= AVAILABLE DATA =
======

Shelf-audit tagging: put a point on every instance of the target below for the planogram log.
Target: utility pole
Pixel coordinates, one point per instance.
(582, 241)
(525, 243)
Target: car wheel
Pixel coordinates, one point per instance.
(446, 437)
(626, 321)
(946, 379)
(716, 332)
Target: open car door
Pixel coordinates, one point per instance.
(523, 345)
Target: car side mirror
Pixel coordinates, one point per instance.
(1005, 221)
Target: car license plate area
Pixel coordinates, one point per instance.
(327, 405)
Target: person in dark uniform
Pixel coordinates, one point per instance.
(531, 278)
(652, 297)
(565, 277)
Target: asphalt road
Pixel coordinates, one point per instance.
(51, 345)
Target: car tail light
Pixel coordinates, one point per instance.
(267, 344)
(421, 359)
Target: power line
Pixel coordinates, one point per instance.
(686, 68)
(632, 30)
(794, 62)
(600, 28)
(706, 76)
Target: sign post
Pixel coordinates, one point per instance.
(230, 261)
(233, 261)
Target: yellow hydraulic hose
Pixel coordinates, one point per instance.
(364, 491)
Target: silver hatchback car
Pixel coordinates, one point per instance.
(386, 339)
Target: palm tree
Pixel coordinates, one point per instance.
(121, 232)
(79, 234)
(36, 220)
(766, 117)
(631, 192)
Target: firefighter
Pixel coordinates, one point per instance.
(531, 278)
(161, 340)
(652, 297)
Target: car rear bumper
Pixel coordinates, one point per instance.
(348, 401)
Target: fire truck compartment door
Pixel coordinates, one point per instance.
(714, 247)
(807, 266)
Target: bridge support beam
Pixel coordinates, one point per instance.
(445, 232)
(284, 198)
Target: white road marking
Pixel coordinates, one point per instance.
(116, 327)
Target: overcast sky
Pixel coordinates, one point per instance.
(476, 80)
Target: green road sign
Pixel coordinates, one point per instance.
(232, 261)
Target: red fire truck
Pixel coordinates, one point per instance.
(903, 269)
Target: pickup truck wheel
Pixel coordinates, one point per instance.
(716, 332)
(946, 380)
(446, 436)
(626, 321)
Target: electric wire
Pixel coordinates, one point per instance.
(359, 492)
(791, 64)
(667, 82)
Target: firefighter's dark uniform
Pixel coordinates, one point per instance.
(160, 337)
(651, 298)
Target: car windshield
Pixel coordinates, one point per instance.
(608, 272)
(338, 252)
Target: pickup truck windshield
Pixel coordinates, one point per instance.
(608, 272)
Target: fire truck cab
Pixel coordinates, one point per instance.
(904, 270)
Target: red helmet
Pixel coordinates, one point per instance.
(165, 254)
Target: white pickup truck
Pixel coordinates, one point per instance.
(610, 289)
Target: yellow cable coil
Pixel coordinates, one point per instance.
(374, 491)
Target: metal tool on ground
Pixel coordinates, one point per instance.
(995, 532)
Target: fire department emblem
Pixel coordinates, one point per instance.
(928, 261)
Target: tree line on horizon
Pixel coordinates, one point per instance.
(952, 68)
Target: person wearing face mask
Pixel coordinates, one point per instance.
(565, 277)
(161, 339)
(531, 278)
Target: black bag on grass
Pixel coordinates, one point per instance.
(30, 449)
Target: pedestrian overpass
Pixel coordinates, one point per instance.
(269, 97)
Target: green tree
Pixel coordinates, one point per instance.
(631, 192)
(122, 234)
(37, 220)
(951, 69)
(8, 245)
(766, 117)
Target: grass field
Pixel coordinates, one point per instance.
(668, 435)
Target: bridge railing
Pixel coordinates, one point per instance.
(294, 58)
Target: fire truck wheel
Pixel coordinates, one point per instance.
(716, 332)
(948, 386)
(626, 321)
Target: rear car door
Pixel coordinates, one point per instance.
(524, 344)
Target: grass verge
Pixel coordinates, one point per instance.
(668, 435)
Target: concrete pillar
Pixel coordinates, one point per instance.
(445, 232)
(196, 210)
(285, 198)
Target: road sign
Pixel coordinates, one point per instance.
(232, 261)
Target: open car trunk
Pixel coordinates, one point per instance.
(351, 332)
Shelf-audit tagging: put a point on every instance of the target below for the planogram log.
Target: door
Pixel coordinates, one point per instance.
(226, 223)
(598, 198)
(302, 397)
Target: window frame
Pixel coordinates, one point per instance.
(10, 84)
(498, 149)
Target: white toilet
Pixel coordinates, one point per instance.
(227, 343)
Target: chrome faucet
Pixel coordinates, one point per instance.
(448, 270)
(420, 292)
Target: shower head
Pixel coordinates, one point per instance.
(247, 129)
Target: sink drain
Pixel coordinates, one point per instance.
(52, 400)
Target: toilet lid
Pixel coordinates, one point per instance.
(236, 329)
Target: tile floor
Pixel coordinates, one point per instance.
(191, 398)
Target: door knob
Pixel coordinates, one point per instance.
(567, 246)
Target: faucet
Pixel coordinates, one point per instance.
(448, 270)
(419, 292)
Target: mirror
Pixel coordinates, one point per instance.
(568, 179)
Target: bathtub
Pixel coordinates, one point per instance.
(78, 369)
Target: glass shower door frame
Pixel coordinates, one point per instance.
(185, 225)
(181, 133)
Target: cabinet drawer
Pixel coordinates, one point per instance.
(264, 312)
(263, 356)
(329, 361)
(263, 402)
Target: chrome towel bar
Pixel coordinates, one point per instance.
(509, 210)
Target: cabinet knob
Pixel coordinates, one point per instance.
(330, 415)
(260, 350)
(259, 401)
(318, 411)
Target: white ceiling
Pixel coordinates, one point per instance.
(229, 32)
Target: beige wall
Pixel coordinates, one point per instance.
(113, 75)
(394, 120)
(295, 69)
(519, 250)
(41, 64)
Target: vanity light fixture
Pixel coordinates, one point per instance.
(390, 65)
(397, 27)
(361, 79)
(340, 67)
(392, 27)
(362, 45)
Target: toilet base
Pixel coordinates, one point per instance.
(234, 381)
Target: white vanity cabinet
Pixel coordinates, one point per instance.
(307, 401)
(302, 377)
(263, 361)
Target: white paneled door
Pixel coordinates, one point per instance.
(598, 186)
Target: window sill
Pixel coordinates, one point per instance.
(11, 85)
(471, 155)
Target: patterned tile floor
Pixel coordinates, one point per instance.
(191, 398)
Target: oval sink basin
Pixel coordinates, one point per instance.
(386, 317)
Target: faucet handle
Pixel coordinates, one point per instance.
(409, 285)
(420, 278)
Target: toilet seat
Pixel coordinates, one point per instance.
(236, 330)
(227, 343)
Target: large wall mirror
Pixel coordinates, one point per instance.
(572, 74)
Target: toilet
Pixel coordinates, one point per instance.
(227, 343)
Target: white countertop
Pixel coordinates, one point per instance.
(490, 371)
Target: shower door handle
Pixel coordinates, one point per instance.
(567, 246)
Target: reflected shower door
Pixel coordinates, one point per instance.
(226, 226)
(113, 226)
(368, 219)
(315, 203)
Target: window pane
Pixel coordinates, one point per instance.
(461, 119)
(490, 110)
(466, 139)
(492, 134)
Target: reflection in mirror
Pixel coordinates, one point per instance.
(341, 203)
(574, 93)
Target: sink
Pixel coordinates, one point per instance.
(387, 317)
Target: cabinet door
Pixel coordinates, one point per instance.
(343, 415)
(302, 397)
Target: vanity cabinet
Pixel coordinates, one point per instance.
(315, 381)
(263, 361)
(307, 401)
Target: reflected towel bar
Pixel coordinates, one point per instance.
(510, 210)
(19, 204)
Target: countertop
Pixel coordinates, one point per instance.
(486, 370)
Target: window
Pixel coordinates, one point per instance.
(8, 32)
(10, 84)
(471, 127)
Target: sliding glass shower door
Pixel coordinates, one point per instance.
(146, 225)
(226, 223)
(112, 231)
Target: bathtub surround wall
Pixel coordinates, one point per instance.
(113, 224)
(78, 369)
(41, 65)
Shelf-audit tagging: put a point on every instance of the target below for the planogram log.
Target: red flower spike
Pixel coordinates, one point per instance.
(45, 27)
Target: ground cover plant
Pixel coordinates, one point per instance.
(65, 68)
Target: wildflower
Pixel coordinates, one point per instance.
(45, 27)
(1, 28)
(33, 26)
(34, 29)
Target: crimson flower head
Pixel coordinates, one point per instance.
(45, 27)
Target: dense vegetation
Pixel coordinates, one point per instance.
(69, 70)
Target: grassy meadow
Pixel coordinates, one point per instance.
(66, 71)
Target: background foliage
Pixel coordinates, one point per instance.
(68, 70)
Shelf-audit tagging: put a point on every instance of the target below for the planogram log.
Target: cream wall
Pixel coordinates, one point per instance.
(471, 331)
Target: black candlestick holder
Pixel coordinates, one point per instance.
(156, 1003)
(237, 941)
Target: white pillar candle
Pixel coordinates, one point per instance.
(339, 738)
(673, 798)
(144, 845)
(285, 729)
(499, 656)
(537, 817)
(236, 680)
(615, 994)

======

= WHAT IS BEING ASKED =
Find the word "firefighter" in the records and pull out each line that has it.

= ANSWER =
Target: firefighter
Target: firefighter's dark uniform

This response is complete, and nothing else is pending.